Information supplied:
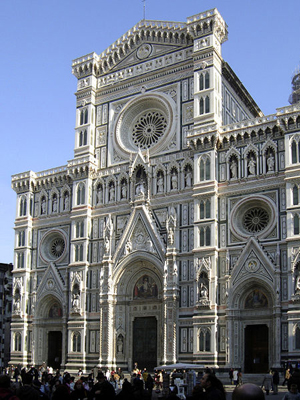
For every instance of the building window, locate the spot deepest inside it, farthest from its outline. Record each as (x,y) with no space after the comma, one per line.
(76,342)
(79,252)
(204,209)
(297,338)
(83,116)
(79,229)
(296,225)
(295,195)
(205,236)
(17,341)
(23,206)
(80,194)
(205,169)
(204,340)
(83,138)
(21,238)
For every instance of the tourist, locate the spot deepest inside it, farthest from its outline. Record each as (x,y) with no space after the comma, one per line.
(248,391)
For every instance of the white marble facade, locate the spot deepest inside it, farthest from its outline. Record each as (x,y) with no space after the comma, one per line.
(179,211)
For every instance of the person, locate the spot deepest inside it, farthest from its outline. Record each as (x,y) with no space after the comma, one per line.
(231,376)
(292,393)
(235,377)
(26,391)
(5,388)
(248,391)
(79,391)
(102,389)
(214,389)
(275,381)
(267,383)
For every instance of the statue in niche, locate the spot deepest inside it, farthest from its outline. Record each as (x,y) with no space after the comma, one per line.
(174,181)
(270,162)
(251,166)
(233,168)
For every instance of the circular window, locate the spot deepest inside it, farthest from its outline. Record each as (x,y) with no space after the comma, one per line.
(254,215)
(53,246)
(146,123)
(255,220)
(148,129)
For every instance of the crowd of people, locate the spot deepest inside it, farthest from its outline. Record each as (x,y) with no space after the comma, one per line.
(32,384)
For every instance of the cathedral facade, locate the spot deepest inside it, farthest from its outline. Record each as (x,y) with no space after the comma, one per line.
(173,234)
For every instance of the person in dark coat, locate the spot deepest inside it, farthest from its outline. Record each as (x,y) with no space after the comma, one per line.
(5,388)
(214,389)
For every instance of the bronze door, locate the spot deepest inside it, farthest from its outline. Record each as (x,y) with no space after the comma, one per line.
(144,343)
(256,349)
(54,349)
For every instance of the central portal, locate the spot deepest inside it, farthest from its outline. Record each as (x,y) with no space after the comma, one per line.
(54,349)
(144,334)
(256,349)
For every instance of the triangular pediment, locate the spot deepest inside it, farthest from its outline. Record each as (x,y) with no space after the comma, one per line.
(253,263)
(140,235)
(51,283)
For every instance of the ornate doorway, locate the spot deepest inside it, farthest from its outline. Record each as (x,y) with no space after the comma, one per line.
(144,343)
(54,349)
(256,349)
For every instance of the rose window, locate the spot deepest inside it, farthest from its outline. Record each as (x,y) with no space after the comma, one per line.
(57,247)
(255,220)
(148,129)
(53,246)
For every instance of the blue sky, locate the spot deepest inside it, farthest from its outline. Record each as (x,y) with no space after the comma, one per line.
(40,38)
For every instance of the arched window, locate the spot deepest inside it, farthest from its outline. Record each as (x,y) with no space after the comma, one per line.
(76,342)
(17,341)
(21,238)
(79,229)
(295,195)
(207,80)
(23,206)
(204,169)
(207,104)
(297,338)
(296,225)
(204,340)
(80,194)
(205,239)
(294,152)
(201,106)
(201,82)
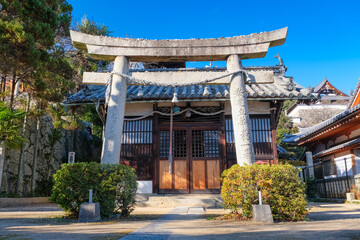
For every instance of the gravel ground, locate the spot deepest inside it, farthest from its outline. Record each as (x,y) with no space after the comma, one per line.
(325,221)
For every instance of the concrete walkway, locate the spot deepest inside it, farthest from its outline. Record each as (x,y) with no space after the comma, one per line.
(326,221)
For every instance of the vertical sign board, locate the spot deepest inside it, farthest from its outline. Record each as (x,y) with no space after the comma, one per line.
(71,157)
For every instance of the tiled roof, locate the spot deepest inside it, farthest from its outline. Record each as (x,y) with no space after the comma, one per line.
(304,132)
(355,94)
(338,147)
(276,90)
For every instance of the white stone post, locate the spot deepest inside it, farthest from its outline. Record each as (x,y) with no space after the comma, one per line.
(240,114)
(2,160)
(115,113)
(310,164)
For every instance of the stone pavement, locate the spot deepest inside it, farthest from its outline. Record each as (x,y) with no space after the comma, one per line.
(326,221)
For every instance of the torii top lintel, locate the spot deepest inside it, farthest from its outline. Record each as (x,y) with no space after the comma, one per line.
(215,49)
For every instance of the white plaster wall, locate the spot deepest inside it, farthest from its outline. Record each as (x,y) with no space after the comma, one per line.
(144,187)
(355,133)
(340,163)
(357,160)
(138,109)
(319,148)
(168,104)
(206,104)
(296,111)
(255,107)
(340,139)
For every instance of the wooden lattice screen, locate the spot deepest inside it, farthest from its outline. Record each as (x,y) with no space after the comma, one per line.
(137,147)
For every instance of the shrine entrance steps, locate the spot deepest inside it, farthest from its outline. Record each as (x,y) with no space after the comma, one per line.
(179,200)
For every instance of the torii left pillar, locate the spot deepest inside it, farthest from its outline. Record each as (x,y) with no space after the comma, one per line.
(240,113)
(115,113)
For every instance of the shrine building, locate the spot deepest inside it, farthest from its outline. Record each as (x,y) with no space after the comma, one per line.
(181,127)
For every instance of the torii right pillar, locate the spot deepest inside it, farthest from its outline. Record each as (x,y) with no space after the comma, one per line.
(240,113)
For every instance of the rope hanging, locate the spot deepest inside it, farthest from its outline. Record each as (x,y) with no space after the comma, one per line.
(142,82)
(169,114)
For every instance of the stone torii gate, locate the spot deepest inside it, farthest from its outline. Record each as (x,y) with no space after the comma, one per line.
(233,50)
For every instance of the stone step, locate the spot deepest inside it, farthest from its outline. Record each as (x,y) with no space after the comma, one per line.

The task:
Output exactly the lines from the one containing "For every instance of the torii left" through the last line of the entries, both ends included.

Finished answer:
For every instance of the torii left pillar, locate the spot deepest inside it, farthest from its outline. Record each as (x,y) with no space after the comma, one per line.
(240,113)
(115,113)
For every instance of the shrine building, locate the spot deepest inside it, farthest from its outline. Record each as (x,y) with no space after the comma, one per line.
(181,127)
For every instance of the torii right pillar, locate the spot deepest inside it, farthest from its outline. Record each as (x,y) with no space after the comma, one per line.
(240,113)
For every instance of the rope hanging, locate the spot deepest inside it, farthest from its outline. Record each as (x,y) with no space after the comma, one per line.
(142,82)
(169,114)
For every instance of the stone torii gate, locate the spot deepest inside it, farthest from its outline. Record each as (x,y) with no space after the comma, one per line.
(233,50)
For every instance of the stone step, locate the spot deepest inside it, farthest from its outline. Record each as (x,y) with no space after the comma, one per line.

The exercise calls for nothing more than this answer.